Start of Block

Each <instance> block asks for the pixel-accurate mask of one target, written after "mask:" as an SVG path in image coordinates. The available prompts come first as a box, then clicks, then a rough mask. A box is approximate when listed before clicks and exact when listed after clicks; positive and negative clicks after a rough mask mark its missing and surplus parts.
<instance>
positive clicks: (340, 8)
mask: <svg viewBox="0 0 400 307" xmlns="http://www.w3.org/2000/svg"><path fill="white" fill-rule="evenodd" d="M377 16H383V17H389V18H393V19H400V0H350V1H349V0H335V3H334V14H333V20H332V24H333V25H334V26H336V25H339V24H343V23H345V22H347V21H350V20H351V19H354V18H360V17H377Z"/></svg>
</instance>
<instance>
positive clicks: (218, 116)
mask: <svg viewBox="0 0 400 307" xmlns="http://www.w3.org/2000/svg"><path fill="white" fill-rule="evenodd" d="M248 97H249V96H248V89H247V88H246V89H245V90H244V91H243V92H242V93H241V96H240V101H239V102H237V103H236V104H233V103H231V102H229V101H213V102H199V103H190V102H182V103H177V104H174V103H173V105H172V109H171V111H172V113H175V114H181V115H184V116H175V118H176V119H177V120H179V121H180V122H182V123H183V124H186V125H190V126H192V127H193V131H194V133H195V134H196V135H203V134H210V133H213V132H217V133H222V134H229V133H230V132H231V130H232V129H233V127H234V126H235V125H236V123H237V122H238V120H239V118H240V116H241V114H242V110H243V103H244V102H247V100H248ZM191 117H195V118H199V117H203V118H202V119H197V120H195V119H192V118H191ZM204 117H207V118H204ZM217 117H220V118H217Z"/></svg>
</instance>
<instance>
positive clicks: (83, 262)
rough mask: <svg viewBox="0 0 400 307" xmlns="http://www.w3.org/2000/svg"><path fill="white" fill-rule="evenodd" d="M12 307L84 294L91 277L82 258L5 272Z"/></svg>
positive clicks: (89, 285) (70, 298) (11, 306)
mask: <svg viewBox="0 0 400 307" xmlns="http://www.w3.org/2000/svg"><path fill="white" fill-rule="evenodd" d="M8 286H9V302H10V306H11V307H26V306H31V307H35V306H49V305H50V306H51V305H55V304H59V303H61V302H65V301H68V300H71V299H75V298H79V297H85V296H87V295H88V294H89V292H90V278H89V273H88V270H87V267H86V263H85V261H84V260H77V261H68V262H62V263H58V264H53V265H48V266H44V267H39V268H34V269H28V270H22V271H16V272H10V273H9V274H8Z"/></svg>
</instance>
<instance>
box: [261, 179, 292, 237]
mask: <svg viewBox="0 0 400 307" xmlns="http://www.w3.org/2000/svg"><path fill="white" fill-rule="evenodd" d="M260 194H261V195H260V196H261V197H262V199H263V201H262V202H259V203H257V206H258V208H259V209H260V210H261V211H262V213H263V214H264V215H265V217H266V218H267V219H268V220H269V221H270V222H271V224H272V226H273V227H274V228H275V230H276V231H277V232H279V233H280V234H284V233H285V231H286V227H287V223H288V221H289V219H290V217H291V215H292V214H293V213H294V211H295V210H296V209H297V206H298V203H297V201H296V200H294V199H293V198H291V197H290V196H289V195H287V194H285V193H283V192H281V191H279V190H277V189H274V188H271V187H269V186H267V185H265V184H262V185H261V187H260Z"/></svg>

End of Block

» **About this exercise**: Collect every line of the listing above that contains the string "positive", and copy each one in full.

» **Answer below**:
Each <instance> block asks for the pixel-accurate mask of one target, written after "mask:" as an SVG path in image coordinates. The available prompts come first as a box, then clicks, then a rough mask. A box is approximate when listed before clicks and exact when listed after clicks; positive and negative clicks after a rough mask mark its missing and surplus parts.
positive clicks: (340, 8)
positive clicks: (218, 116)
positive clicks: (83, 262)
positive clicks: (89, 285) (70, 298) (11, 306)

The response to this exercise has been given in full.